START THE RECORDS

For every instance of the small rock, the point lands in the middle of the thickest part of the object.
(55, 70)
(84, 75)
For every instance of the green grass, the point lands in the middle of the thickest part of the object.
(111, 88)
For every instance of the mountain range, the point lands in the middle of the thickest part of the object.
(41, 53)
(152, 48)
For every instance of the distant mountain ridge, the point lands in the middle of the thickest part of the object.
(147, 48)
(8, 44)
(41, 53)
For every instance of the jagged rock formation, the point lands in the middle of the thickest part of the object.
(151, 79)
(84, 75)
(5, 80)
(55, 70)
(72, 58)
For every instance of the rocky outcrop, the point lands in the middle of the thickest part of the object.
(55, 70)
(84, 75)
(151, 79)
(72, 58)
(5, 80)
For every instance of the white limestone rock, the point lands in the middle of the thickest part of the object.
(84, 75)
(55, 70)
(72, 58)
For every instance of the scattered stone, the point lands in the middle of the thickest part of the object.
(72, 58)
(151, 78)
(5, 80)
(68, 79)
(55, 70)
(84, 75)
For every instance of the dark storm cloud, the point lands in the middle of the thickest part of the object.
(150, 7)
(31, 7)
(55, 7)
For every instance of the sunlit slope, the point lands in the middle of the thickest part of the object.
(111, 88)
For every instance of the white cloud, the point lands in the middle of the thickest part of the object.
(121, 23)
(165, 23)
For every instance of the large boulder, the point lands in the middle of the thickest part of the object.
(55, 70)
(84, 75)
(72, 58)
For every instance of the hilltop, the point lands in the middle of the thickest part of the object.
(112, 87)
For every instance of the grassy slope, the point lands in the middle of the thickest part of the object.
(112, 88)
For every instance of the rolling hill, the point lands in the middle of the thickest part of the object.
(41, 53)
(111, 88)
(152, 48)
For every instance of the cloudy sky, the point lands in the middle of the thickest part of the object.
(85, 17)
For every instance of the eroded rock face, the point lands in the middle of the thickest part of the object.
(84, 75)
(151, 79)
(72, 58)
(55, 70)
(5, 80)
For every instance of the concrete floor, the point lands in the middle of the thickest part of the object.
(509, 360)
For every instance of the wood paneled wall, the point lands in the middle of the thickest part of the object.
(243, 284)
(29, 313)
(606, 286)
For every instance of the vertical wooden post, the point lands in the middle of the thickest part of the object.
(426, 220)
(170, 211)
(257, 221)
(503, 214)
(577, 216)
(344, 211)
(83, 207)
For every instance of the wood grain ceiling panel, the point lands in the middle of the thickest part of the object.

END THE RECORDS

> _EXERCISE PROMPT_
Reproduce all the data exactly. Include every line.

> _EXERCISE ANSWER_
For every instance of the small rock, the point lands in the middle of the thickest part of the object.
(55, 70)
(84, 75)
For every instance of the green grass, the point lands in the middle of the thickest part of the object.
(111, 88)
For every instance of the mountain range, the point lands in the middle of the thickest part of the object.
(41, 53)
(152, 48)
For every instance of the distant mountain ridge, the point lands in the middle of the thickest part of the object.
(147, 48)
(8, 44)
(41, 53)
For every instance of the jagged rock formation, the point lands in the middle of the thickest part of the object.
(151, 79)
(84, 75)
(5, 80)
(55, 70)
(72, 58)
For every instance of the rocky outcrop, the point lands in the middle of the thickest part of the object.
(55, 70)
(84, 75)
(151, 79)
(72, 58)
(5, 80)
For every instance of the white limestone rock, the point lands in the middle of the thickest part of the object.
(84, 75)
(55, 70)
(72, 58)
For every instance of the scattered stone, the point lands in the middle of the thickest part of the object.
(72, 58)
(151, 78)
(5, 80)
(68, 79)
(55, 70)
(84, 75)
For every instance of the dark storm cloud, the point lands in the middle of the thickest part of the object.
(150, 7)
(31, 7)
(55, 7)
For every instance of the sunlit slope, the point lands in the middle of the thickest part of the object.
(111, 88)
For every instance of the white cloud, the point lands in the middle of the thickest part of the object.
(121, 23)
(165, 23)
For every instance of the large boulder, the point lands in the middle of the thickest part of the object.
(55, 70)
(84, 75)
(72, 58)
For every instance of the hilltop, the point lands in the middle of the thickest part of the object.
(112, 87)
For every instance of the grassy slope, the point lands in the middle of the thickest part of the object.
(112, 88)
For every instance of the rolling hill, the point lands in the middle of the thickest part of the object.
(41, 53)
(111, 88)
(152, 48)
For every instance of the cloudy sky, the point lands in the middle of the thickest part of the object.
(85, 17)
For every instance of the eroded rock face, the point lands in the middle of the thickest part of the object.
(84, 75)
(151, 79)
(72, 58)
(55, 70)
(5, 80)
For every instance of the concrete floor, the point lands in the middle of the thickest part of the object.
(509, 360)
For every instance of the wood paneled wall, the point lands in the middle of the thickest part of the object.
(243, 284)
(29, 313)
(606, 286)
For every instance of the vertical wooden post, the point lands in the middle of the thickest part of the object.
(426, 220)
(170, 211)
(257, 221)
(503, 214)
(577, 216)
(344, 211)
(83, 207)
For every instance of the wood grain ceiling panel, the point lands in the middle of the thickest part of the object.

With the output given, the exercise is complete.